DIRECTIONS
For this listing, reproduce the line with "of the flower", the line with "of the green", and the lines between, exactly as they stand. Leave out pictures and all other lines.

DATASET
# # # # # # #
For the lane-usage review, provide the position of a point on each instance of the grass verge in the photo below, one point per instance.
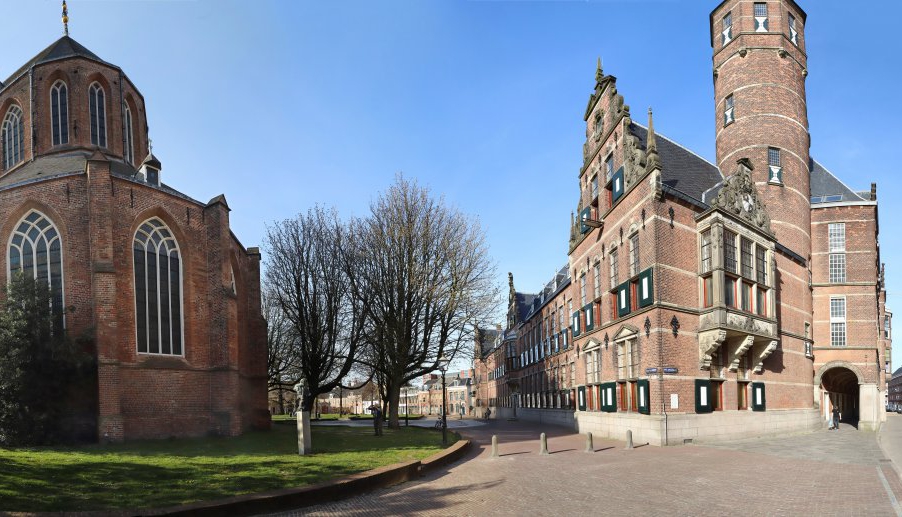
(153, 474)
# # # # # # #
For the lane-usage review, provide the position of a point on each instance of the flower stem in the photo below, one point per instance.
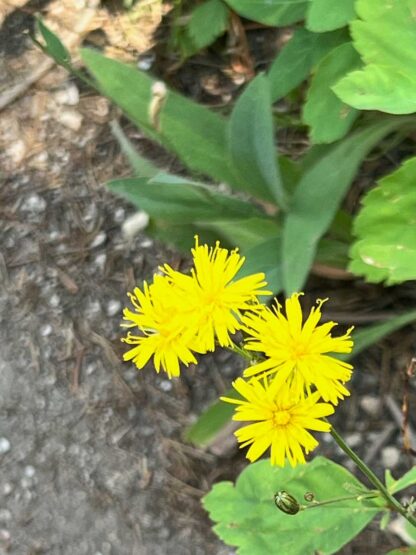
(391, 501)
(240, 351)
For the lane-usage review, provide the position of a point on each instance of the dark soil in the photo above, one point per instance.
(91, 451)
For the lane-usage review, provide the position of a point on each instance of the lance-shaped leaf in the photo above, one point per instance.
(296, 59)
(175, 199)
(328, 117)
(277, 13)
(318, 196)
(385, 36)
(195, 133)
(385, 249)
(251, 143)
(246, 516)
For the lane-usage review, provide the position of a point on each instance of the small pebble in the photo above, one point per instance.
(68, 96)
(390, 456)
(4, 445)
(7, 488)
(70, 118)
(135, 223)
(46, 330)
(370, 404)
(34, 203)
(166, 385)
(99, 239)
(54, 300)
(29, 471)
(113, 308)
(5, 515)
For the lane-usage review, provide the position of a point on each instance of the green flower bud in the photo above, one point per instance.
# # # # # # #
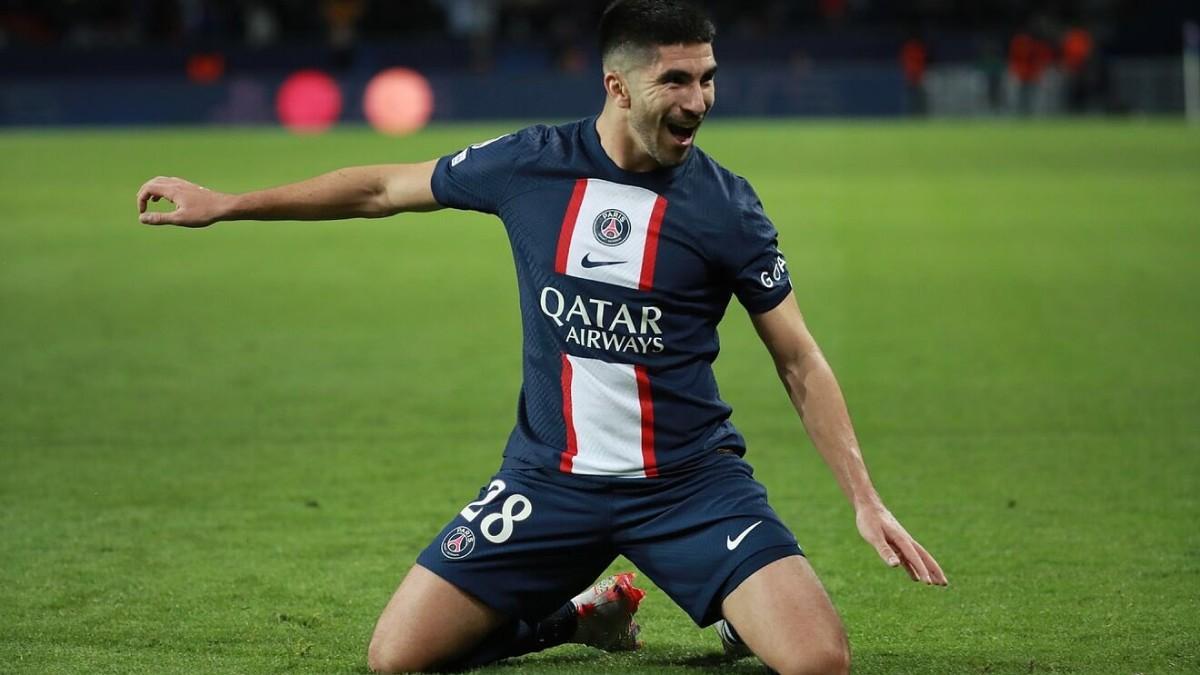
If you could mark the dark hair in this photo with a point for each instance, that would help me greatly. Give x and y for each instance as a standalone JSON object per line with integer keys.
# # # # # # #
SOLVED EXERCISE
For the lane-usage review, provide the position of a point on each instance of the flower stem in the photo below, one point per instance.
(391, 501)
(240, 351)
For the lane-usage review, provide the position of a point on each instance of the dark soil in the photo above, one point per instance.
(91, 451)
For the lane-usage review, provide the position of a point on each instance of the lance-shaped leaf in the photo above, one point per instance.
(296, 59)
(175, 199)
(328, 117)
(277, 13)
(318, 196)
(385, 36)
(195, 133)
(385, 249)
(251, 143)
(246, 516)
For the lane-usage review, provide the position of a point on each instance of the small pebble in the photo above, one point per instance.
(68, 96)
(390, 456)
(4, 445)
(7, 488)
(70, 118)
(135, 223)
(46, 330)
(370, 404)
(34, 203)
(166, 385)
(99, 239)
(54, 300)
(29, 471)
(113, 308)
(5, 515)
For the lane-usage review, provide the position of a point on each instance of the green flower bud in the photo above, one point per instance.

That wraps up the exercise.